Copy out the data below line for line, leaving every word and number unchanged.
-- -- --
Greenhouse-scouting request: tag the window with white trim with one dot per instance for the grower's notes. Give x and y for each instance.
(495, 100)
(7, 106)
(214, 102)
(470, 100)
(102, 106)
-- -- --
» THE SOLUTION
Greenhouse-scouting request: tag the window with white trim with one dot per instance for the grower's notes. Give x and y for each instance.
(495, 100)
(7, 106)
(214, 102)
(470, 100)
(102, 106)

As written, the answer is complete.